**BLOK TEKS**
....................

Putera mengatakan, di hulu tak ada pembalakan liar. Hal itu terlihat dari, KLHK tak menemukan material kayu bekas tebangan hanyut terbawa banjir. ”Pohon-pohon itu masih lengkap dengan ranting dan akar. Ini menunjukkan, kayu-kayu bukan hasil penebangan yang menyebabkan banjir bandang.”

Dia bilang, akses sulit menuju hulu. Jadi, sangat tak mungkin terjadi pembalakan liar. ”Tidak ada jalan ke arah situ, jadi bukan manusia yang membikin longsor itu di hulu,” katanya.

Untuk hilir, dia benarkan kerusakan karena ada aspek manusia, misal, ada pengembangan kota tumbuh dari tahun ke tahun hingga daya serap di Sentani, berkurang.

Kala itu, beberapa lokasi terdampak banjir, seperti, Jayapura Utara, Jayapura Selatan, Abepura, Heram, Sentani dan sekitar. Lokasi-lokasi itu, merupakan dataran banjir (flood plain) dan berada di lereng Kaki perbukitan terjal. Luas daerah tangkapan air (DTA) di lokasi itu mencapai 15.199,83 hektar.

Putera bilang, luapan air Sungai Sereh atau Tahara dan Sungai Kemiri masuk ke DAS Sentani berhulu di Cagar Alam Pegunungan Cycloop.

....................

**BAGIAN LATIHAN**
**A)** Menurut teks tentang banjir Sentani, berapa luas daerah tangkapan air di lokasi yang terdampak?
**B)** Tentukan apakah setiap pernyataan berikut sesuai dengan teks tentang banjir Sentani. Jawab ya atau tidak, lalu kutip kata-kata teks yang menentukannya.
(i) KLHK menemukan material kayu bekas tebangan yang hanyut terbawa banjir.
(ii) Akses menuju hulu sulit.
(iii) Sentani termasuk lokasi yang terdampak banjir.
**C)** Perpanjang teks tentang banjir Sentani, dimulai setelah kalimat terakhir yang ditampilkan.

**BAHAN YANG DISEDIAKAN**
....................

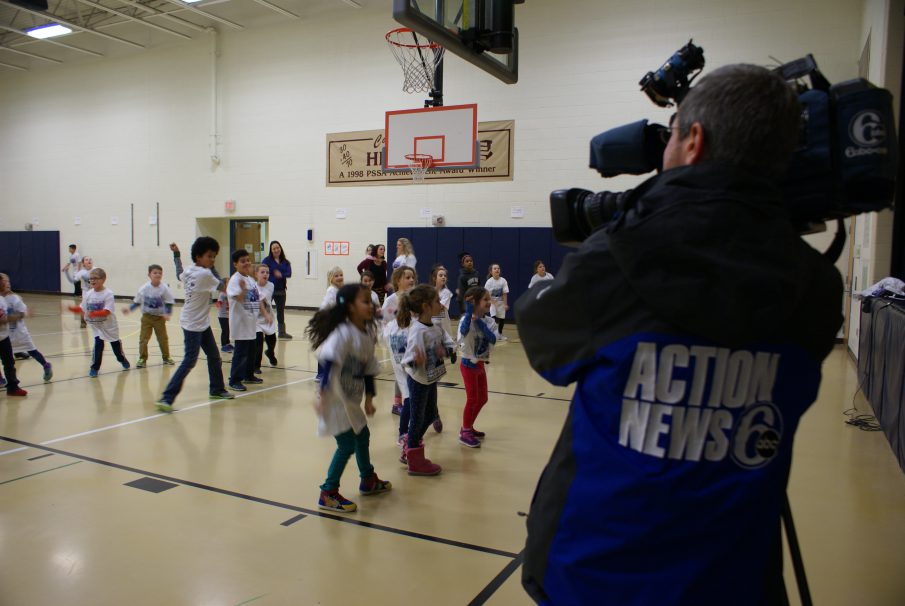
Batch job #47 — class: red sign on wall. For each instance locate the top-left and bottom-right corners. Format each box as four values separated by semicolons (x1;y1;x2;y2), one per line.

....................

**HASIL TUGAS**
**A)** 15.199,83 hektar.

**B)**
(i) Tidak: "KLHK tak menemukan material kayu bekas tebangan hanyut terbawa banjir."
(ii) Ya: "Dia bilang, akses sulit menuju hulu."
(iii) Ya: "Kala itu, beberapa lokasi terdampak banjir, seperti, Jayapura Utara, Jayapura Selatan, Abepura, Heram, Sentani dan sekitar."

**C)**
Cagar Alam Pegunungan Cycloop, adalah suaka alam yang memiliki ciri khas tertentu, mempunyai fungsi pokok sebagai kawasan pengawetan keragaman tumbuhan dan satwa serta ekosistem, sekaligus sistem penyangga kehidupan. Pegunungan Cycloop memiliki luas 31.479,89 hektar dan terdapat open area seluas 2.415 hektar, bersumber dari peta tutupan lahan 2017. Penyebab open area, antara lain pertanian tradisional, permukiman dan areal tak berhutan.

 

Tim evakuasi korban banjir bandang di Sentani. Foto: BNPB

 

 

Tata kelola pemukiman

Wiratno, Direktur Jenderal Konservasi Sumber Daya Alam dan Ekosistem (KSDAE), mengatakan, perlu memikirkan, tata ruang kawasan permukiman, terutama bila ada fenomena hujan ekstrem di Pegunungan Cycloop.

Wiratno mengelak, wilayah itu terjadi perambahan. ”Tidak ada perambahan, karena secara adat dikelola oleh lima suku besar di sana dalam bentuk kebun campuran. Kita bekerja sama dengan masyarakat adat,” katanya.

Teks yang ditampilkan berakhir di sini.